#### TASK TO COMPLETE
For every line below, restate it exactly and drop the images.

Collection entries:
────────────────
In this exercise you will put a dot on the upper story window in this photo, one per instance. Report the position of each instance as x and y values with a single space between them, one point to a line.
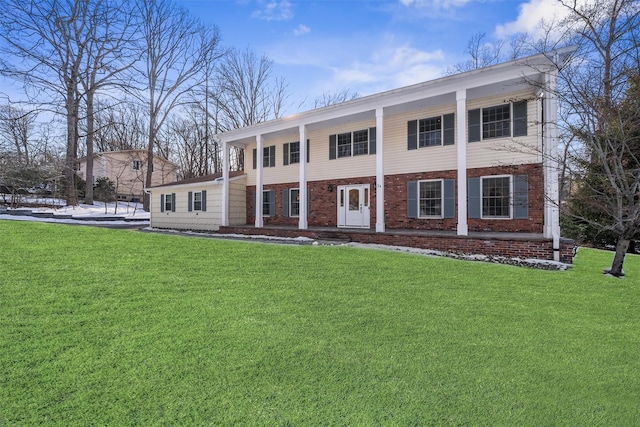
349 144
430 198
431 132
268 157
499 121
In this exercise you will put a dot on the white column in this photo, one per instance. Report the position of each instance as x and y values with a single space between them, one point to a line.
461 132
380 227
259 159
225 183
302 220
550 165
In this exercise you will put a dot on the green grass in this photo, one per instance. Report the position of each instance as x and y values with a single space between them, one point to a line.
113 327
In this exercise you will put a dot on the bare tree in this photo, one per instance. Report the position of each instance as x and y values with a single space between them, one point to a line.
246 92
109 41
600 93
177 48
16 126
336 97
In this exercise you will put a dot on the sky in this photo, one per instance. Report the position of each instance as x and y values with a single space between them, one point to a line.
364 46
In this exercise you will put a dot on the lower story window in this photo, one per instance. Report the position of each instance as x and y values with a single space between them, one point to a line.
496 197
430 198
294 202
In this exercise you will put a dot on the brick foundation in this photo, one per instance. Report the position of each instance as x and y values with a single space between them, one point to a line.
502 245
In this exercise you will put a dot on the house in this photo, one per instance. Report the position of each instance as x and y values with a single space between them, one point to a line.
127 170
465 163
194 204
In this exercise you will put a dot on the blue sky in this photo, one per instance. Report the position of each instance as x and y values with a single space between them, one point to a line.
366 46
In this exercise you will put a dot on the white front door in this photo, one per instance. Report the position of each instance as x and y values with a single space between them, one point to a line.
353 206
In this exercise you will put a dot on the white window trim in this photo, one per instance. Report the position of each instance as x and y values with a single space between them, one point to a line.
441 199
193 201
291 202
441 131
482 216
351 155
482 138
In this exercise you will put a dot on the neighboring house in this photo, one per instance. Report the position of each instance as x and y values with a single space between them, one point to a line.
194 204
128 170
464 163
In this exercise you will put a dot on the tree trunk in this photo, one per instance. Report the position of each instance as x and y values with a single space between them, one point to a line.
88 194
618 258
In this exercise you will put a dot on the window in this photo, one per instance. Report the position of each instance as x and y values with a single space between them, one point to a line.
294 202
197 200
496 121
268 200
344 145
268 157
294 152
499 121
430 198
168 202
361 142
348 144
430 132
496 197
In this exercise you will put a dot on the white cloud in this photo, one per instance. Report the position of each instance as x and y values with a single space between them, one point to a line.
437 4
274 11
301 30
529 17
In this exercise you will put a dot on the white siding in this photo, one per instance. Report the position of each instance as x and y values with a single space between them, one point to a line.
209 220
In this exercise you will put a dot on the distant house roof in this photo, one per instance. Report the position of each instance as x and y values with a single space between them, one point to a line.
198 179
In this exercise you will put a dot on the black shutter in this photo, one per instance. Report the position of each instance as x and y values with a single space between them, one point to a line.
449 198
372 140
520 197
474 125
332 147
448 125
412 199
272 202
272 156
285 154
412 135
520 118
285 202
474 198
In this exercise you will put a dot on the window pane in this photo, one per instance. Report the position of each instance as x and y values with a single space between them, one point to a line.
430 133
360 142
344 145
496 121
197 201
294 152
431 198
496 197
294 201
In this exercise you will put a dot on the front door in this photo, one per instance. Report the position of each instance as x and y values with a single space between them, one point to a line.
353 206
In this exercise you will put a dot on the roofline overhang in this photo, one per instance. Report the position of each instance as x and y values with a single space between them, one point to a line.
524 68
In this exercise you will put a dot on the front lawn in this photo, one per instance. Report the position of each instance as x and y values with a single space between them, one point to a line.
117 327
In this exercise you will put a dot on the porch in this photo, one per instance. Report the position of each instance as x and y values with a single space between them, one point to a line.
507 245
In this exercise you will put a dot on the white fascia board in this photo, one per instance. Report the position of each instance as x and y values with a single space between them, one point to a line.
518 69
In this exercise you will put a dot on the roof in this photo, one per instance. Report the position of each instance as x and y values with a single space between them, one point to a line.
478 83
200 179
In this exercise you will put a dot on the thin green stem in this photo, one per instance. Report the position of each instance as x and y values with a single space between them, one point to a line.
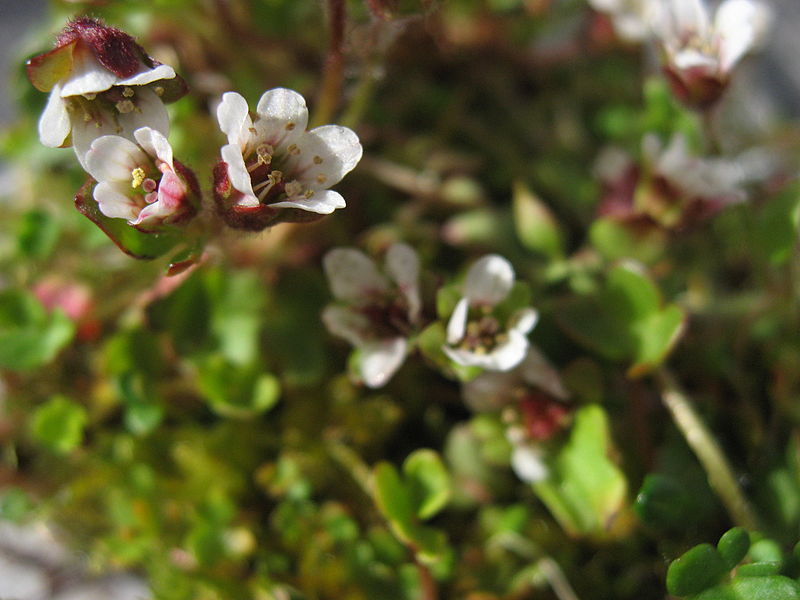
705 446
333 74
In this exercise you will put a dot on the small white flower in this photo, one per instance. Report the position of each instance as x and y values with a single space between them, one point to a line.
139 182
101 83
700 53
272 162
631 18
378 310
474 335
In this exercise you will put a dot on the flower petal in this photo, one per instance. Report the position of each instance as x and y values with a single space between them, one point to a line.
402 265
237 172
234 119
346 323
54 124
112 158
457 325
526 460
353 276
113 203
155 144
489 280
282 118
323 202
741 25
523 320
380 360
148 75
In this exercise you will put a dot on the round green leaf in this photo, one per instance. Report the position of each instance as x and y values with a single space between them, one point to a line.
695 571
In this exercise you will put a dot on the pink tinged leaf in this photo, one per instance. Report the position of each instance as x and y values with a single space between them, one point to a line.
46 70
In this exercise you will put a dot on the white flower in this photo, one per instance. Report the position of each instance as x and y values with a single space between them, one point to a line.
139 182
700 53
631 18
378 311
101 83
273 163
474 335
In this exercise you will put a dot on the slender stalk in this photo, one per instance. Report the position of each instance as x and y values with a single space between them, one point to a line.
333 74
705 446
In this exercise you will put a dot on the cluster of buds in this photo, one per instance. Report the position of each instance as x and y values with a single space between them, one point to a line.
107 100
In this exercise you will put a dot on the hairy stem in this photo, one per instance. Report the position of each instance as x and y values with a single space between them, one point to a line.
705 446
333 74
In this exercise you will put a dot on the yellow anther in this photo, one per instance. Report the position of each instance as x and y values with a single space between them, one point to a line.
137 177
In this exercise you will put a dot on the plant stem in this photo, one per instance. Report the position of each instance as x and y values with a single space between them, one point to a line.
333 74
705 446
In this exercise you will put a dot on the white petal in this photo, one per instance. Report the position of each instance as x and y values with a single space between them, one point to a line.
113 202
691 17
457 325
537 371
381 359
148 75
523 320
489 280
347 324
282 117
402 265
112 158
155 144
527 463
234 119
323 202
353 276
509 354
741 25
237 173
88 76
54 124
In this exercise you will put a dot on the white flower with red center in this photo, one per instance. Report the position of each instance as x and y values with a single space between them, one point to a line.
378 311
141 181
700 53
531 400
101 82
475 336
272 169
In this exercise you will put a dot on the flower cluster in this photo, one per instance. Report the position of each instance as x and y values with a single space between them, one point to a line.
107 99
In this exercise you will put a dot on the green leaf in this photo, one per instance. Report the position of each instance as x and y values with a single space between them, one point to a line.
428 482
773 587
58 424
29 336
696 570
733 546
585 490
535 224
235 391
37 234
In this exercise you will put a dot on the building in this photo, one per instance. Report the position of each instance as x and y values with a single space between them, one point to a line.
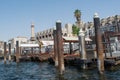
20 39
48 34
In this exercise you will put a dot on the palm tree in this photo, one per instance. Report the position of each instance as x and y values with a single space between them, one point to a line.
77 14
────────────────
#### RESULT OF THE TASK
In this exercise you will put a dot on the upper story window in this photo, one per instance. Report the position of each instance as x and y values with a single space between them, one point to a line.
349 144
430 198
431 132
268 157
499 121
In this exercise you will put a dot on the white column in this photo, one per instance. Report the position of each instance as x and y values with a single space between them, one point to a line.
461 132
380 227
259 159
225 183
302 220
550 165
In this exercise you will put a dot on the green grass in this photo, one per instance. Report the position of each instance as x and y values with a single space between them, one point to a line.
113 327
In this exercise you will put a dot on the bare tree in this photo, one per instance. Report the position of each instance as x and y values with a single space between them, one point to a line.
246 92
109 41
600 93
177 48
16 126
336 97
In this exercise you will put a dot on the sky in this photo, one per instance. Report the position of each instance as x and y values with a single space between them, one point to a line.
364 46
In this exercise you will put a dot on the lower story window in this photo, one per instance. Report the position of each instance as x and y values with a single space between them, one point to a line.
496 197
430 198
294 202
In this exercise you will put a dot on the brick foundation in this photo, one per instance. Report the position of each instance as x and y values with a single space between them, one point to a line.
502 245
In this exercise you will put a dot on the house in this photo, one per instance. Report the position of each instance as x and y values with a single space between them, one point to a line.
127 170
465 163
194 204
In this exercise you will put a dot on the blue sky in this photo, one per instance. Report the position of each instance as x and y values with a single space between them, one point to a line.
366 46
In this exercise you will put a dot on the white front door in this photo, one per instance. Report the position of each instance as x and y values with a single space between them, one point to a line.
353 206
In this exercise you will put a dot on the white window trim in this photo, one per instance. Report the position of each instance as x and y values with a single space between them, one point to a line.
441 199
193 201
291 202
441 131
482 216
351 155
482 138
In this exercise you will put a dot on the neighboring house in this photo, one per instance. Report the position of each instance as x and y values with a single space between them, one point to a line.
194 204
128 170
464 163
In this exercise you will put a dot on the tree trunk in this photo, one per instance. Report the position of each instance as x and y values with a single space between them, one point to a line.
88 194
618 258
In this exercise you will put a dot on the window in this photo, one per instance. Report the position of each instance as x and y values with a single space between them, one point to a line.
294 202
197 200
496 121
268 200
344 145
268 157
294 152
499 121
430 198
168 202
361 142
348 144
430 132
496 197
In this exercise you will put a dot on the white cloud in this photo, one per instance. Report the position of each instance as x and y values with a single space between them, one point to a line.
437 4
274 11
301 30
529 17
In this exercise you will put a dot on the white siding in this photo, one per instance. Report the position of each instance as x and y values with a single space between them, one point to a line.
209 220
In this exercise you will put a dot on the distant house roof in this photo, one per instance. Report the position of each instance as x and y values with a single space between them, one point to a line.
198 179
In this exercise you will put a dot on the black shutter in this photo, one per instance. Report the position of each instance as x and y values with a single space between them, one point to a line.
449 198
372 140
520 197
474 125
332 147
448 125
412 199
272 202
272 156
285 154
412 135
520 118
285 202
474 198
In this exercise you will put a dot on the window pane in this photo, one per instance. Report the position of each instance as x and y values with a single space between them, one point to a line.
430 133
360 142
344 145
496 121
197 201
294 152
431 198
496 197
294 201
In this exercise you will put a dot on the front door in this photo, one per instance. Report the position of each instance as x and y values with a single space between them, one point to a line.
353 206
In this exercise you will put a dot on the roofline overhang in this photo, one per instance. Report the position of each instance as x and y values with a single space between them, one point to a line.
524 68
In this exercise you will put a dot on the front lawn in this photo, one per instance. Report the position of each instance as x and y values with a single space between them, one point to a line.
117 327
In this exercise you will put a dot on the porch in this photo, one per instance. Report the position of each instance as x and y values with a single space between them, one point to a line.
507 245
In this exercise you will put a dot on the white fascia board in this photo, one per instance. Report the position of each instance as x and y values with a single space between them, one point to a line.
518 69
In this exercise you will put a dot on the roof in this photo, one per instance. Report the position of each instance as x and y values with a single space between them, one point to a line.
478 83
200 179
In this exercise you will put a dot on the thin green stem in this photo, one per instance. Report the position of each instance as x and y values with a single space between them, one point to a line.
705 446
333 74
In this exercise you will put a dot on the small white flower in this photo, one per instance. Report the position of each instance as x and y values with a single space between them, one point to a line.
139 182
101 83
700 53
272 162
631 18
378 310
474 335
In this exercise you will put a dot on the flower petal in this photo, one per instance. Report the position of each instance as x and y values with a single space between them, one point to a line.
402 265
237 172
234 119
346 323
54 124
112 158
457 325
526 460
353 276
113 203
155 144
489 280
282 118
323 202
741 25
523 320
380 360
148 75
In this exercise you will put a dot on the round green leaf in this photo, one per instance. Report the position of each instance as x and y values with a single space between them, one point to a line.
695 571
In this exercise you will put a dot on the pink tinged leaf in this photo, one per instance. Report the position of each instance as x and y values with a single space between them, one point to a line.
46 70
In this exercise you will put a dot on the white flower in this photo, one per instance. Report the position of each instance as x and y values with a single space between them, one point to a line.
139 182
700 53
631 18
378 311
101 83
273 163
474 335
In this exercise you will put a dot on the slender stalk in this photo, one per instance. Report the position of each instance as x and y values with a single space between them, one point to a line.
333 74
705 446
In this exercise you will put a dot on the cluster of buds in this photo, one per instance. Report the position of each instance as x and y values with a single space between them, one point to a line.
107 100
In this exercise you will put a dot on the hairy stem in this photo, one per instance. Report the position of each instance as x and y values with a single space between them, one point to a line.
705 446
333 74
In this exercise you will put a dot on the yellow anther in this photo, one per instance. Report the position of each instance as x and y values with a single space between them, one point to a line.
137 177
In this exercise you will put a dot on the plant stem in this photo, one per instance. Report the position of each instance as x and y values with a single space between them, one point to a line.
333 74
705 446
In this exercise you will put a dot on the white petal in this photo, one per instance. Report the position of each instance as x and y values with a single space between them, one point to a line.
113 202
691 17
457 325
537 371
381 359
148 75
523 320
489 280
347 324
282 117
402 265
112 158
155 144
527 463
234 119
323 202
353 276
509 354
741 25
237 173
88 76
54 124
In this exercise you will put a dot on the white flower with red center in this photo, one per instance. Report the position of each instance as x and y values with a single space between them, one point to a line.
378 311
141 181
700 53
531 400
101 82
475 336
272 169
In this exercise you will put a dot on the flower cluster in this photo, one per instance. Report the position of each instance as x and y values with a single space between them, one point to a line.
107 99
In this exercise you will put a dot on the green leaf in this photo, one per instance. Report the position of each instance as x and y values with a single space between them, one point to a line.
428 482
773 587
58 424
29 336
696 570
733 546
585 490
535 224
235 391
37 234
In this exercise you will put a dot on the building in this photo, one per instance. Report the position of each instance as x and y values with a single space between them, one point to a line.
20 39
48 34
In this exercise you will put a dot on the palm tree in this photo, one per instance. Report the position of each instance as x and y values with a single space between them, one point to a line.
77 14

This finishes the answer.